» **Exercise brief**
Reproduce the material below, replacing "front grille" with "radiator grille" and leaving everything else unchanged; omit the pictures from your answer.

════════════════════

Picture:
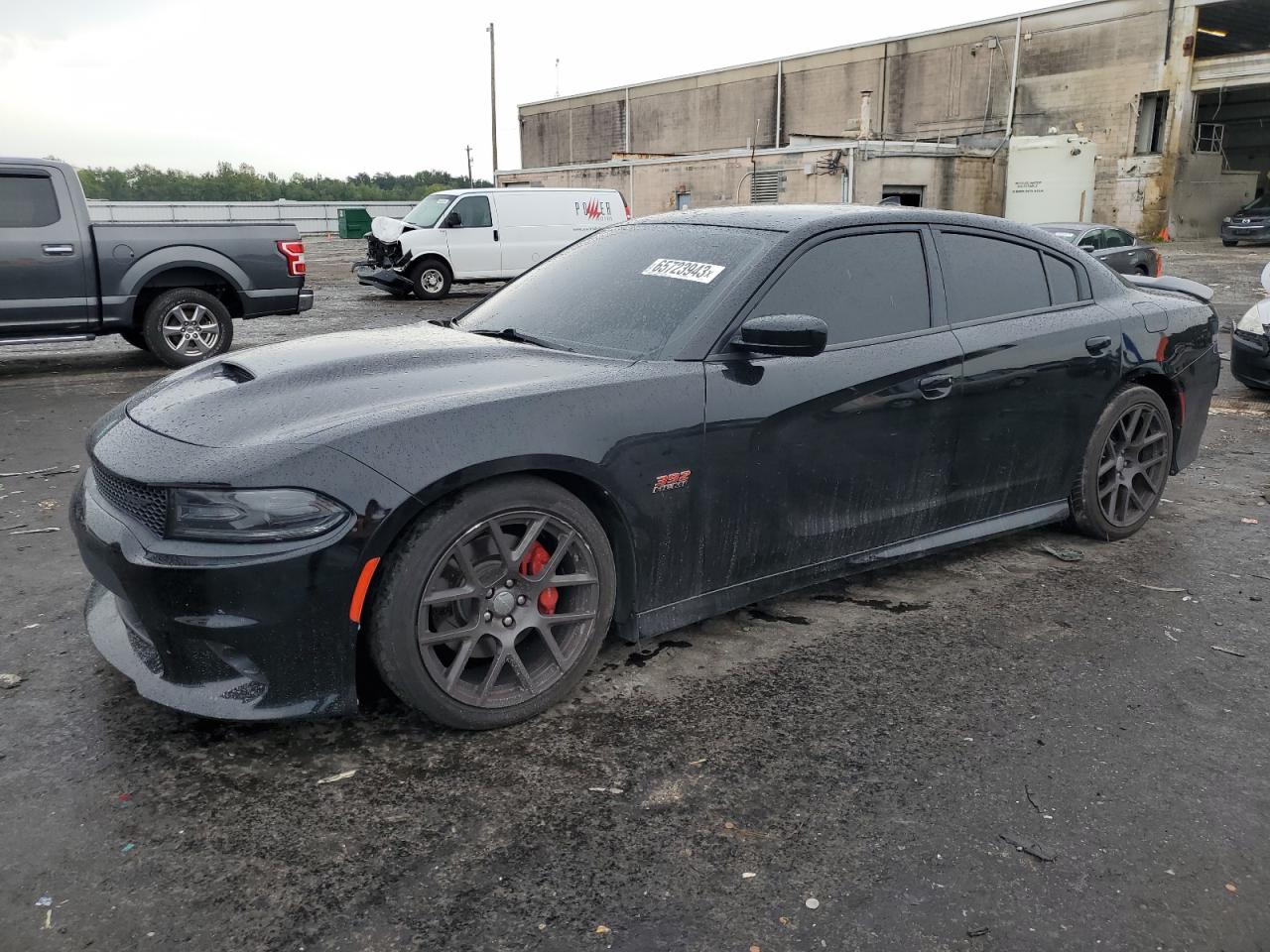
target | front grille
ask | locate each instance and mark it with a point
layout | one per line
(146, 504)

════════════════════

» **Final result**
Picture:
target | radiator grille
ask | locate each instance and mark it with a point
layout | one per line
(146, 504)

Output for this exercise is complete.